--- start Page ---
Domain-Specific Vietnamese-Bahnaric Translation

Updated 3 February 2026

The paper demonstrates robust data augmentation strategies (MTL DA with Token+Swap and SBA) that boost BLEU scores by up to 11.44 points over the baseline.
It details the use of Transformer-based architectures with syllable-level tokenization, beam search, and fine-tuning using AdamW in low-resource settings.
The study provides practical guidelines for domain-specific translation by oversampling synthetic data while minimizing reliance on external language resources.

Domain-specific Vietnamese-Bahnaric translation refers to the application of neural machine translation (NMT) techniques to produce high-quality translations between Vietnamese and Bahnaric within specialized domains (e.g., government, education, narrative texts, or conversational language), especially under conditions of limited parallel corpora and language resources. This challenge is amplified by the under-resourced status of Bahnaric and the need to preserve specialized terminology and stylistic nuance. Recent research converges on data augmentation, Transformer-based architectures, and domain adaptation strategies as the primary avenues for progress.

1. Dataset Characteristics and Preprocessing

The parallel corpora available for Vietnamese-Bahnaric translation are considerably smaller than those for high-resource language pairs. Nguyen et al. (Nguyen et al., 27 Jan 2026) report a training set of 16,105 sentence pairs, with validation and test sets of 1,987 and 1,988 pairs, respectively. The domains span formal and informal conversational sentences, formal greetings, narrative stories, folk tales, and governmental/educational text. Preprocessing includes cleaning stray symbols and syllable-level tokenization for both languages, reflecting the orthographic structures (e.g., Bahnar-Kriem orthography). No external monolingual data, back-translation, or bilingual dictionaries are incorporated, except for alignment during specific augmentation routines.
--- end Page ---
▶ **Actions to take**
**a)** According to the Vietnamese-Bahnaric translation page, how many sentence pairs make up the training set reported by Nguyen et al.?
**b)** Write the next part of the Vietnamese-Bahnaric translation page, picking up after its final sentence.
--- start Data entries ---
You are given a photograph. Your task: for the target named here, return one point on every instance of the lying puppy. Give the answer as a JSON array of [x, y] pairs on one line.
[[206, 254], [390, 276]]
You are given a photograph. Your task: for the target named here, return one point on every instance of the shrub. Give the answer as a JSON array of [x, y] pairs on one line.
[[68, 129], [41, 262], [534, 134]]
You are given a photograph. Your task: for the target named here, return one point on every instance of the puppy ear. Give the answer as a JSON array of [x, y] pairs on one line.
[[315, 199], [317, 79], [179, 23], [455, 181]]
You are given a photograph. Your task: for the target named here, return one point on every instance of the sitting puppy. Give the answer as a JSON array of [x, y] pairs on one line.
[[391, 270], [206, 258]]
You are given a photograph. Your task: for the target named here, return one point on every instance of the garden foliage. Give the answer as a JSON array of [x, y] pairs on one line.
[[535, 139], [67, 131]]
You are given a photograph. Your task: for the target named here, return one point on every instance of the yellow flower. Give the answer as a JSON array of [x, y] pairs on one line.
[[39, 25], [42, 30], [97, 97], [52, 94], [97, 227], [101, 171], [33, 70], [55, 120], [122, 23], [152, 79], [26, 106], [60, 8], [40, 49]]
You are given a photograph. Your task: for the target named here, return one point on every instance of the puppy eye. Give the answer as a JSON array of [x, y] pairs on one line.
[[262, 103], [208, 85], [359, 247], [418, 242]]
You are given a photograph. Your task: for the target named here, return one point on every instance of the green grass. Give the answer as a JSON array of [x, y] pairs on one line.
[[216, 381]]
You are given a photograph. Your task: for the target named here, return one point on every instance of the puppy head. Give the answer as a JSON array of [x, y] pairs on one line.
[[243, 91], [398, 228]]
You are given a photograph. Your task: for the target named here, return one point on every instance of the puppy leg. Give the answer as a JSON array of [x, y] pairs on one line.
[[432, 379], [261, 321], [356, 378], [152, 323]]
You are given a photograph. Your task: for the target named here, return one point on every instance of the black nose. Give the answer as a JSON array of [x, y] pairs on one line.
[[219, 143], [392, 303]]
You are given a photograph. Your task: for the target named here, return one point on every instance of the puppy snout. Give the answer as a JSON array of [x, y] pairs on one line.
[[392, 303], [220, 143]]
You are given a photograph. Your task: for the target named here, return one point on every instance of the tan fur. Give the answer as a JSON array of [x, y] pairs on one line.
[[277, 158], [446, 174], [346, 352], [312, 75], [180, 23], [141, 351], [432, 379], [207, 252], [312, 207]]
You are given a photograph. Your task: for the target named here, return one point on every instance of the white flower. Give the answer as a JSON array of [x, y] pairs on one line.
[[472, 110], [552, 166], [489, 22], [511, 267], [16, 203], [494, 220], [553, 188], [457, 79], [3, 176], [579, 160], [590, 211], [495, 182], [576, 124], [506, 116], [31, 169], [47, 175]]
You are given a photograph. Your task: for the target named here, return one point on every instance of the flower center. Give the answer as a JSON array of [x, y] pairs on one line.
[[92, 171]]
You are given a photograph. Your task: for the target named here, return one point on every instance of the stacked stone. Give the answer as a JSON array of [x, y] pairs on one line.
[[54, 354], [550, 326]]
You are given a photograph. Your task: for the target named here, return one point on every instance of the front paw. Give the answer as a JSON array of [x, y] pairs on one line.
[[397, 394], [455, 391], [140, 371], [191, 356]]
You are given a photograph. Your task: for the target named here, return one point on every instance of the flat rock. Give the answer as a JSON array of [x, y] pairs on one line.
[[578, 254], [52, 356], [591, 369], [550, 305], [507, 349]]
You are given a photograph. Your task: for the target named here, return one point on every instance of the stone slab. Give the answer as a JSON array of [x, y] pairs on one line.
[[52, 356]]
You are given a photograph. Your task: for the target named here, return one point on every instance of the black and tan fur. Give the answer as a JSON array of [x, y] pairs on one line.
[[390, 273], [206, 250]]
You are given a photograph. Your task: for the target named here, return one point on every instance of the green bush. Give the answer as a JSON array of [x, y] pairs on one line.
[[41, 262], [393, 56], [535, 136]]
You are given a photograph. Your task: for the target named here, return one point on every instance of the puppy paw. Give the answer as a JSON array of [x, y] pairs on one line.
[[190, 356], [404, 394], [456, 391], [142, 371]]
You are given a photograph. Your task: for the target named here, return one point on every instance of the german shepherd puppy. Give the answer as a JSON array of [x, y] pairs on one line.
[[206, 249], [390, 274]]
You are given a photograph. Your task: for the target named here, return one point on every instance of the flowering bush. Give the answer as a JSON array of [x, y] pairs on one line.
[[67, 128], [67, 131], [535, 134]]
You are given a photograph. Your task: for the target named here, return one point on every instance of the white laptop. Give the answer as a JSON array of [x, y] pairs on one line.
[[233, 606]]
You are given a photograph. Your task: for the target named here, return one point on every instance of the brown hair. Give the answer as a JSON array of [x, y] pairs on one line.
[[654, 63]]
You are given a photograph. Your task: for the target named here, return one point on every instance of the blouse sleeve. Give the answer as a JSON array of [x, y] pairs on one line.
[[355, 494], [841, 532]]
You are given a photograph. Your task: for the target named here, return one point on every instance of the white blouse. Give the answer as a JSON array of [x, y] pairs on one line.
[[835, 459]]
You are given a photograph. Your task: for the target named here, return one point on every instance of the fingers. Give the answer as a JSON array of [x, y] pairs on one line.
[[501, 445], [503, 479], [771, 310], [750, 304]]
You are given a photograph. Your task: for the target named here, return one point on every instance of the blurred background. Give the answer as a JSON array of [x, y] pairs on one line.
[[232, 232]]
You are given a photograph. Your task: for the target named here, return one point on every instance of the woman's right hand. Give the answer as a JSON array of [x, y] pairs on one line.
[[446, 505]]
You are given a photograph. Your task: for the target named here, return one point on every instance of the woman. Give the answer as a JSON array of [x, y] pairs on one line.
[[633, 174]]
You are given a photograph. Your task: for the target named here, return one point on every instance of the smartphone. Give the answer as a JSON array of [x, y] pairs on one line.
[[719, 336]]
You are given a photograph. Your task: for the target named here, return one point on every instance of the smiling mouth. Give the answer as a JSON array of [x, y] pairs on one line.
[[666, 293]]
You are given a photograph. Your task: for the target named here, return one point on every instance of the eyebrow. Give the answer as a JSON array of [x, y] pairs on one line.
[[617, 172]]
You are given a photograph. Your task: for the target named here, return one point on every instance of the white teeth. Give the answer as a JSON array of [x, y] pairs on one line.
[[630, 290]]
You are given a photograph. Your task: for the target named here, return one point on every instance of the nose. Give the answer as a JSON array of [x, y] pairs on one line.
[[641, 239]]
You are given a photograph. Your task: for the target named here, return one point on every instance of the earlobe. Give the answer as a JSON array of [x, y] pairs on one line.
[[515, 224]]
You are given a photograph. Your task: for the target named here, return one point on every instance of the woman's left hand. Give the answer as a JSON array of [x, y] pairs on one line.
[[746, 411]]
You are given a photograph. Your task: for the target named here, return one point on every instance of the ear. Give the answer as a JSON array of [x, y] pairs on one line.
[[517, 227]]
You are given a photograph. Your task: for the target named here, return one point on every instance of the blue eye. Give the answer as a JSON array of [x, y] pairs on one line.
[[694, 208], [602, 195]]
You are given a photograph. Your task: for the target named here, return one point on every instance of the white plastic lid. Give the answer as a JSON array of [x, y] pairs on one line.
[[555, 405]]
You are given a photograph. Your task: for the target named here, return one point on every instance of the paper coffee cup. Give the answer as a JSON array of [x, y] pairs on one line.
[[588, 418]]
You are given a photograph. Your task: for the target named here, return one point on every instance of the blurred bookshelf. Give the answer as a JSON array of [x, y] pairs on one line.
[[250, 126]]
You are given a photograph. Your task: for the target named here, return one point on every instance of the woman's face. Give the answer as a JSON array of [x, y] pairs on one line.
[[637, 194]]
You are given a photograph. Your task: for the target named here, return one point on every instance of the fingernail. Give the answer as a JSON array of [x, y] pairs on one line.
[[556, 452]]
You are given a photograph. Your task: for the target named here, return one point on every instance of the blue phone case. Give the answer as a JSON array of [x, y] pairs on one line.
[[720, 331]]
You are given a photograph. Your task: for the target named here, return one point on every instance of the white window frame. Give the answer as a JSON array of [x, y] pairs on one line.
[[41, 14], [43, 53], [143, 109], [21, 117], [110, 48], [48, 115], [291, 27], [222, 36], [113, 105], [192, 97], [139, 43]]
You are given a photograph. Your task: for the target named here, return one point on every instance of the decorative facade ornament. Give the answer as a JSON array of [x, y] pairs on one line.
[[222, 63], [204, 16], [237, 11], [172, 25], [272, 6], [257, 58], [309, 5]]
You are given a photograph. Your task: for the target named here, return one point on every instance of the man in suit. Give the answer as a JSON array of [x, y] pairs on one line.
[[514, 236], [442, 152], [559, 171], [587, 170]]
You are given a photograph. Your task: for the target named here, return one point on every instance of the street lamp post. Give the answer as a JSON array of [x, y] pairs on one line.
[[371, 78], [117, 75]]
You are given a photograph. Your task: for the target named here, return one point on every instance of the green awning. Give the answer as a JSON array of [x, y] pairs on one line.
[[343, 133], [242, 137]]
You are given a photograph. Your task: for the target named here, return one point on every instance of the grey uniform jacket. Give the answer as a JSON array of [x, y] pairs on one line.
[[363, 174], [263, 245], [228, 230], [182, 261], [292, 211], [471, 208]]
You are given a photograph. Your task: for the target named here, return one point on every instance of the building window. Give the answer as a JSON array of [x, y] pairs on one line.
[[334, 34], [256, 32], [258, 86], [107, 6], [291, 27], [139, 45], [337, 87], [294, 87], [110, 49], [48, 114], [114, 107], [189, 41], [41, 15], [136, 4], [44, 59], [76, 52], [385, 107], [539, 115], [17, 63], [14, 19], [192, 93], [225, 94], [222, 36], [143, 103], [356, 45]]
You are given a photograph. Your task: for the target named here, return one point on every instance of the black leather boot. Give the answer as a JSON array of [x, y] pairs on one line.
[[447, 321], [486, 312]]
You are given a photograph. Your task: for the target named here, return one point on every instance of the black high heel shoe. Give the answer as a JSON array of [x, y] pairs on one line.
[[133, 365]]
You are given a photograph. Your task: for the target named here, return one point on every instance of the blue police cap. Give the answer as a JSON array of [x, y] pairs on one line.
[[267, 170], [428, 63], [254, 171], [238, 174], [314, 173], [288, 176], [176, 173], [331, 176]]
--- end Data entries ---
▶ **Expected responses**
**a)** 16,105 sentence pairs

**b)**
2. Augmentation Strategies for Low-Resource Scenarios

Two primary sentence-oriented data augmentation (DA) schemes have been demonstrated to enhance NMT performance on Vietnamese-Bahnaric (Nguyen et al., 27 Jan 2026):

Multi-Task Learning Data Augmentation (MTL DA): Five auxiliary tasks apply radical noising to the target (Bahnaric) side:
1. Swap: Randomly exchange a fraction (α=0.5 by default) of tokens with others in the same sentence.
2. Token masking: Replace α · |y| random tokens with the UNK token.
3. Reverse: Reverse the target sentence word order.
4. Source copying: Replace the target with a verbatim copy of the source (yields negative results).
5. Replace: Substitute α · |y| source-target aligned token pairs with random vocabulary.
Synthetic datasets from these transformations are appended to the parallel corpus, effectively enlarging its size without requiring extra data. The “Token+Swap” method yielded the highest BLEU increase (+10.75 over baseline, 40.64 vs. 29.89).
Sentence Boundary Augmentation (SBA): This simulates imperfect segmentation typical in oral or historical texts by randomly truncating and splicing adjacent sentence pairs. Algorithmically:
- Randomly choose a truncation fraction p (0.1–0.9; p=0.7 yielded best BLEU).
- Merge rear and leading sub-segments from consecutive pairs to create synthetic sentence pairs.
- SBA resulted in a BLEU score of 41.33 (+11.44 over baseline).

These methods require no external monolingual data or auxiliary systems, making them highly suited for truly low-resource, domain-specific settings (Nguyen et al., 27 Jan 2026).

3. Model Architectures and Training Protocols

All state-of-the-art regimes for Vietnamese-Bahnaric domain-specific translation deploy Transformer-based sequence-to-sequence models. The standard backbone is a pre-trained model such as BARTpho_syllable (6 encoder and 6 decoder layers, d_model=768, n_heads=12, d_ff=3072, dropout=0.1) (Nguyen et al., 27 Jan 2026). Training is performed using the HuggingFace Transformers library with AdamW, a constant learning rate of 2e-5, batch size 32, and typically two epochs. Beam search (beam=5) is adopted for decoding. Only the cross-entropy loss over the autoregressive decoder is computed: $\mathcal{L}(\theta) = -\sum_{(x,y)\in\mathcal{D}} \sum_{t=1}^{T} \log P_\theta(y_t \mid y_{<t}, x)$ No modifications to the model architecture are required for DA integration.

For more general (non-Bahnaric) low-resource scenarios, other works detail leveraging larger “out-of-domain” corpora, synthetic parallel data via back-translation, and adversarial shared/private encoder-decoder splits (Gu et al., 2019, Moslem et al., 2022). These can be considered for Vietnamese-Bahnaric as well, especially when comparable data is available.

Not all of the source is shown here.